● Lista de tareas
(1) Responda con base en el fragmento de lectura:
(a) ¿Cuántos años de trabajo llevan las madres que reciben una pensión insuficiente?
(b) ¿De qué figura histórica le recordó la madre una historia a quien narra?
(c) ¿A qué lugar se fue el hijo que dejó a su madre en un hogar de ancianos?
(2) Indique si cada afirmación concuerda con el fragmento de lectura y cite las palabras que lo determinan:
(a) El hermano de quien narra se marchó antes.
(b) El hijo único salió del país mientras su madre aún vivía.
(c) El hijo que está en Europa envía medicamentos y jabones.
(3) Imprima sin cambios el tramo del fragmento de lectura que va desde "Si antes las" hasta "presente ni futuro.".

● Fragmento de lectura
▬▬▬

Mi madre, como tantas otras maestras, enfermeras, campesinas, científicas, doctoras, lloraron desconsoladamente la muerte de Fidel Castro. Pero de nada le valió a la mía ni a la de otros sacrificarse tanto y llorar tanto a Fidel. Después de más de 40 años de trabajo tienen una pensión que no les alcanza para un paquete de leche ni para un cartón de huevos ni para comprar a sobreprecio los medicamentos que necesitan. La vida de un pensionado ronda la precariedad absoluta.
Hubo un momento muy duro en el que mi madre me dijo: «yo no fui tan mala con mis hijos»; se refería a que sus hijos la dejaban sola, desamparada como la dejó el Gobierno. Primero se fue mi hermano y luego yo le dije que me iba. Mi madre, entonces, me recordó la historia de Mariana Grajales, quien le pedía a uno de sus hijos que se empinara. «Tienen que irse a hacer su futuro. Vete, mijo». Antes, ella nos había dicho: «si se van, me muero de tristeza». Pero ahora prefiere que nos vayamos lejos y la dejemos sola.
Si antes las madres morían de tristeza por la partida de los hijos, ahora prefieren que se marchen y no mirarles los ojos anegados de tristeza e impotencia, prefieren que no salgan a las calles a gritar sus derechos. Las madres no quieren que sus hijos se conviertan en los héroes ni mártires de hoy. Ellas ven que su sacrificio no valió de nada y no quieren el mismo presente y futuro para su descendencia. Las madres no ven en Cuba presente ni futuro.
Hay historias de otros hijos y otras madres. El que decidió acompañarla porque es hijo único y no la dejó con nadie. La cuidó hasta el final. Esperó su muerte para salir del país. Allí, el mismo día en el que le dieron el acta de defunción, revisó su pasaporte. Después del entierro, fue por un boleto. Está el hijo que dejó a mamá con cáncer y salió para poder garantizarle medicamentos y alimentación, pero no pudo regresar a verla nunca más, ni siquiera en su muerte. Y el que dejó a su madre en un hogar de ancianos y se fue a Europa. Esa mamá tenía la mente perdida, pero mamá siempre sabe si el hijo la acompaña. Desde Europa, el hijo envía medicamentos y jabones para que mantengan olorosa a mamá, y para que tome sus yogures preferidos.

▬▬▬

● Información proporcionada
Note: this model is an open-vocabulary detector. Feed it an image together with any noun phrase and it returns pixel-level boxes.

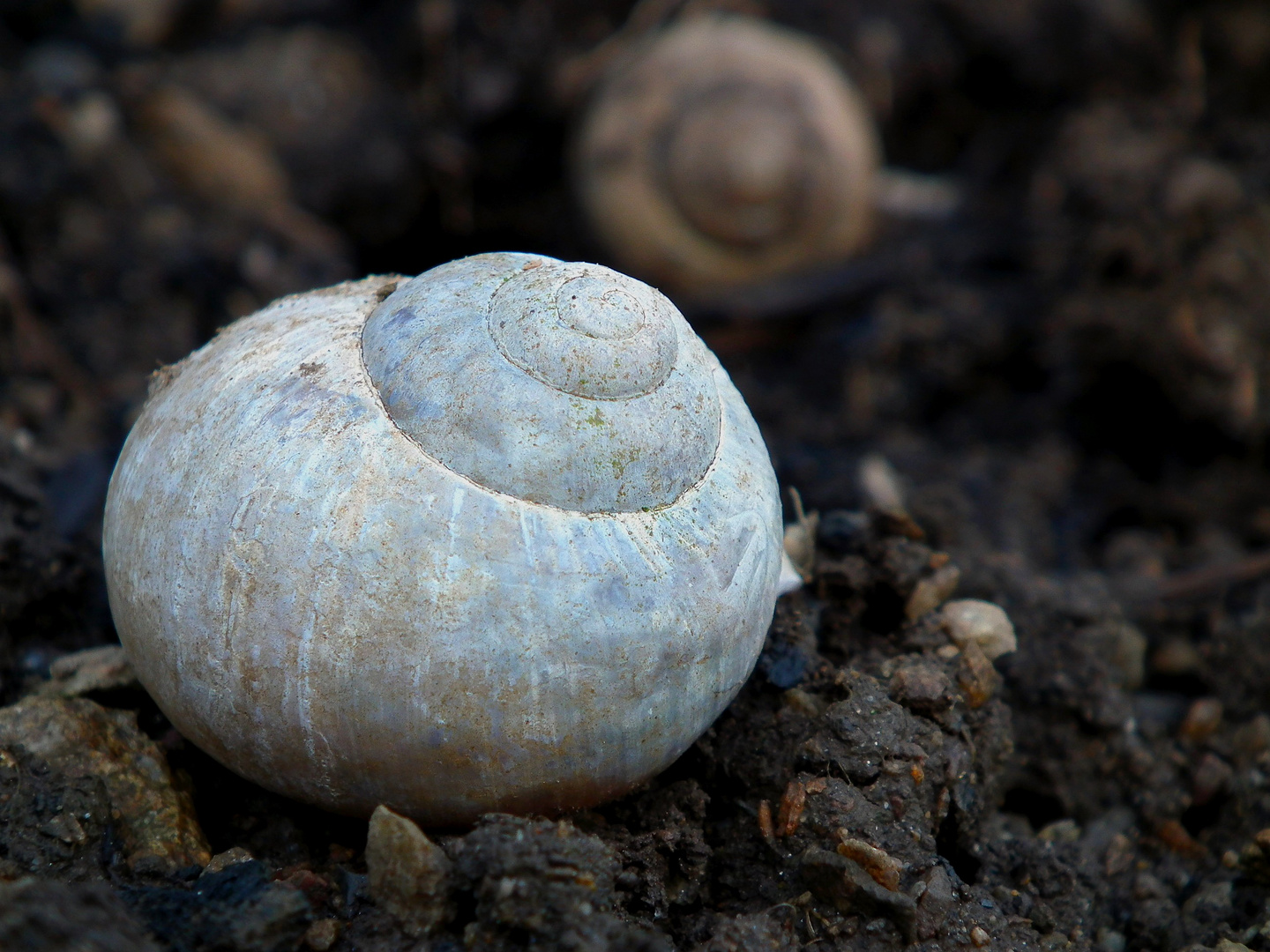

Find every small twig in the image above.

▬▬▬

● Respuestas por tarea
(1)
(a) Más de 40 años.
(b) De Mariana Grajales.
(c) A Europa.

(2)
(a) Sí: «Primero se fue mi hermano».
(b) No: «Esperó su muerte para salir del país».
(c) Sí: «Desde Europa, el hijo envía medicamentos y jabones».

(3)
Si antes las madres morían de tristeza por la partida de los hijos, ahora prefieren que se marchen y no mirarles los ojos anegados de tristeza e impotencia, prefieren que no salgan a las calles a gritar sus derechos. Las madres no quieren que sus hijos se conviertan en los héroes ni mártires de hoy. Ellas ven que su sacrificio no valió de nada y no quieren el mismo presente y futuro para su descendencia. Las madres no ven en Cuba presente ni futuro.